══ Documento ══

Economía Y Política em la Argentina Kirchnerista | Adrián Piva

Adrián Piva é sociólogo, docente na Faculdade de Filosofia e Letras da Universidade de Buenos Aires (UBA), e docente e pesquisador nos Departamentos de Economia, Administração e Ciências Sociais da Universidade Nacional de Quilmes. O livro tem como questionamento central o chamado período da pós-convertibilidade na Argentina (pós-2001), sob a óptica de como se procedeu à reestruturação da acumulação de capital dentro das novas configurações de blocos de poder, tendo o papel do Estado como agente reagrupador de forças, pelas mãos do kirchnerismo.

O livro é divido em três eixos centrais: I – Modo de Acumulación de Capital y Dominación Política, II – Estado y Conflito Social e III – El Modo de Dominación Política. A análise da transição do período da convertibilidade (1 peso = 1 dólar, 1991-2001) para a dita “pós-convertibilidade” se dá pela ênfase na pressão social que impediu que tivesse sido implementada a saída pela redução drástica dos salários como meio de ajuste da relação lucros/salários, dentro do esquema construído pelas regras da convertibilidade. Impediu-se a solução pela via deflacionária, a qual seria proveniente da plena liberação para baixo dos salários, tendo sido uma espécie de “laboratório” para a flutuação dos salários nos mesmos moldes das flutuações internacionais do mercado de câmbio. É dizer claro, que a estrutura monetária e cambial da convertibilidade era argumentada sob um viés de que na pior das hipóteses acerca de elevações desproporcionais de custos de produção, com baixos níveis de produtividade da indústria, o remédio construído dentro da própria redoma do tamanho pré-determinado para a base monetária e para os meios de pagamentos (concernentes de forma exclusiva às disponibilidades atreladas ao balanço de pagamentos) estaria na adequação dos preços relativos através da flexibilização total dos salários. Um dos principais estopins da convulsão social dos anos de 2001 e 2002, em que a opção pela desvalorização cambial, com todas as posteriores repercussões inflacionárias, impediu a deflagração da via deflacionária pelos salários como instrumento de reestruturação do capital.

═══
══ Dados fornecidos ══

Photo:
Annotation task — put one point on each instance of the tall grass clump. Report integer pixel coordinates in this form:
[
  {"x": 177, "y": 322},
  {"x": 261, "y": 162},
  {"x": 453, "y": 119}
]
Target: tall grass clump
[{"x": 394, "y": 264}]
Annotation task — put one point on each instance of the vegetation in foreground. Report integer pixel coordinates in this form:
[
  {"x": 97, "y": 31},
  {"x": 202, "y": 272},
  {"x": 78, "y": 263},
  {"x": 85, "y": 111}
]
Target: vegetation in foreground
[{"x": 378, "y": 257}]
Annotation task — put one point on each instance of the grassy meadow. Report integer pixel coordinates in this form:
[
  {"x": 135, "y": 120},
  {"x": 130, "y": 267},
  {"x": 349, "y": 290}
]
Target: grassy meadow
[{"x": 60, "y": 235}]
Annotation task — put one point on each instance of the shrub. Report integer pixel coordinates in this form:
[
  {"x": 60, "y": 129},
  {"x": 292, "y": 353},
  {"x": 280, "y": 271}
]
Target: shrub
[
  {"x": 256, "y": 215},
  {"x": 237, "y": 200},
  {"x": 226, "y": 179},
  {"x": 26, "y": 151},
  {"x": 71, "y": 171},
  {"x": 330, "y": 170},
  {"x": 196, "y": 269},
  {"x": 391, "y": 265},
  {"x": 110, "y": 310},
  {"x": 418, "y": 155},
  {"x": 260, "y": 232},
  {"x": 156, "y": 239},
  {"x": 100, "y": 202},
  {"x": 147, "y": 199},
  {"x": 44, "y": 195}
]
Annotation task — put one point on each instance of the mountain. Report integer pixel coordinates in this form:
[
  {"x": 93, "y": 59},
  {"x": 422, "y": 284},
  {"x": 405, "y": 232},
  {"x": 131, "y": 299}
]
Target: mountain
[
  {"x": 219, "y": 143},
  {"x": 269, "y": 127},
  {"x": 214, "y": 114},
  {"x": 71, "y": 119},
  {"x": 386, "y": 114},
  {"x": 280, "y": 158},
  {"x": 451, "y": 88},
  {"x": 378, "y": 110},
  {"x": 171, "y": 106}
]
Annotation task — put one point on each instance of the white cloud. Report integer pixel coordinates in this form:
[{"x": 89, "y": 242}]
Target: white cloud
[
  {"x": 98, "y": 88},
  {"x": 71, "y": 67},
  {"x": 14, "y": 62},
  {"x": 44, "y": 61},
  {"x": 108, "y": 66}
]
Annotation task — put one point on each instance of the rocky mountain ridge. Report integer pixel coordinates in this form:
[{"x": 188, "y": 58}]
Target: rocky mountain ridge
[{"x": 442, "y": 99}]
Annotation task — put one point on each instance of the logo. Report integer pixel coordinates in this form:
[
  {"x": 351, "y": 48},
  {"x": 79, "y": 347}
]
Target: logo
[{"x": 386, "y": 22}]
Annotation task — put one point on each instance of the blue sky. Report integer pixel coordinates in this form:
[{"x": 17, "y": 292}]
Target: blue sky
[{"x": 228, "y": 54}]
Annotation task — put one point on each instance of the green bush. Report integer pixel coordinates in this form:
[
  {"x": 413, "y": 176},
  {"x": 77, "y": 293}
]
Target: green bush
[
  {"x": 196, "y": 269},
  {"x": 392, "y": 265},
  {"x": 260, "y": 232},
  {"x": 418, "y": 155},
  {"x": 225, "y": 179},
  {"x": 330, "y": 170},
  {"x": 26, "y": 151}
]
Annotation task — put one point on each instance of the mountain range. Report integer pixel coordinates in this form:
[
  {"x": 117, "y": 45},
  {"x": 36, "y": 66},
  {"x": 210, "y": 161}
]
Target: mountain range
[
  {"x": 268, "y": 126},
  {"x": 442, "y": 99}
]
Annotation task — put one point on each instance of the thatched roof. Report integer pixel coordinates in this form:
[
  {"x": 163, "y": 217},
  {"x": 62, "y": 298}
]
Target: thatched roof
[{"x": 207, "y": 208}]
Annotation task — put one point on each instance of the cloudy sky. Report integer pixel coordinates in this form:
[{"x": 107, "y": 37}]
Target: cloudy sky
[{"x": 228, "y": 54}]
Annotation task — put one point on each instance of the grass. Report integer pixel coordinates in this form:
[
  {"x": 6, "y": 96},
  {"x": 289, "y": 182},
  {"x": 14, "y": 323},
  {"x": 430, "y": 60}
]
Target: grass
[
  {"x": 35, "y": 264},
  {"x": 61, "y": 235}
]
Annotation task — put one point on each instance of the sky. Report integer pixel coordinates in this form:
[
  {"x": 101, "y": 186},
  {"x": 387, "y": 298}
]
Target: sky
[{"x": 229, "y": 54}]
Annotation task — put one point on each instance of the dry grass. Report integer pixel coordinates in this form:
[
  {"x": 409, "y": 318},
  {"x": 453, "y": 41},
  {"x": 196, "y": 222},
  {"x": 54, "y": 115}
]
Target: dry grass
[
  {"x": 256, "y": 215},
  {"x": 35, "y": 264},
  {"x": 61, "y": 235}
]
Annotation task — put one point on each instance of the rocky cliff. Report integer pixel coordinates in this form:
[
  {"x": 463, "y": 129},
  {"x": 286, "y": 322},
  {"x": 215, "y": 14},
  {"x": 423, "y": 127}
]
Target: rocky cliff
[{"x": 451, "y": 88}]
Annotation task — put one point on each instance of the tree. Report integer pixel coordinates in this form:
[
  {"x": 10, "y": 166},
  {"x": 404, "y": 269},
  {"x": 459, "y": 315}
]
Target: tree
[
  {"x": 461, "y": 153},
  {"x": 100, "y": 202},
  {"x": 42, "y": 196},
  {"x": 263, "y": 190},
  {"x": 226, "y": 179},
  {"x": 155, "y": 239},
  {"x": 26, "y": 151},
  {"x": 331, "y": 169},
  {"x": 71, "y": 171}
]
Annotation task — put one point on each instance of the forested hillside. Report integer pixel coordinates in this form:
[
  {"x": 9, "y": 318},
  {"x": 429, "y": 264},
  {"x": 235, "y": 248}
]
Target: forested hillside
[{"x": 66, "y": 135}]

═══

_Tarefas propostas_
[A] Responda, com base na resenha do livro de Adrián Piva:
(i) Em qual faculdade da Universidade de Buenos Aires Adrián Piva é docente?
(ii) Em quantos eixos centrais o livro é dividido?
(iii) Qual paridade definia a convertibilidade e em que anos ela vigorou?
[B] Resuma em duas frases a resenha do livro de Adrián Piva.
[C] Dê continuidade à resenha do livro de Adrián Piva a partir do ponto em que ela termina.
Os registros não são necessários para resolver as tarefas.

_Respostas esperadas_
[A]
(i) Na Faculdade de Filosofia e Letras.
(ii) Em três eixos centrais.
(iii) 1 peso = 1 dólar, de 1991 a 2001.

[B] O livro de Adrián Piva, sociólogo e docente da UBA e da Universidade Nacional de Quilmes, examina como se reestruturou a acumulação de capital na Argentina da pós-convertibilidade, com o Estado kirchnerista como agente reagrupador de forças. Dividida em três eixos, a obra enfatiza que a pressão social impediu a saída deflacionária pela redução drástica dos salários e que a opção pela desvalorização cambial, em meio à convulsão social de 2001 e 2002, bloqueou essa via.

[C]
A mudança do eixo de acumulação de capital, a partir de 2002, se deu pela perda do protagonismo do setor financeiro em favor do capital produtivo, com ênfase na indústria direcionada para o setor exportador. O câmbio desvalorizado se encarregou de fazer os ajustes nos custos salariais da indústria. Na outra ponta, o setor exportador mais beneficiado foi o setor agro-exportador, com os preços das commodities no período 2003-2005. Razão essa, a qual o autor menciona como sendo um dos fatores primordiais para a mudança interna do bloco de poder das classes hegemônicas. O favorecimento do setor industrial, mais a perda de poder relativo do setor financeiro, cujo maior alicerce se dava com a então convertibilidade, se deram conforme um quadro não de um surgimento de uma indústria dinâmica, incorporadora de grandes nichos de tecnologia, mas de uma produção de baixo valor agregado, também presente na reconfiguração da pauta de exportações. Setores como metal-mecânico e têxtil foram os que mais se destacaram em função do aproveitamento da redução salarial (não em termos nominais) propiciada pela desvalorização cambial.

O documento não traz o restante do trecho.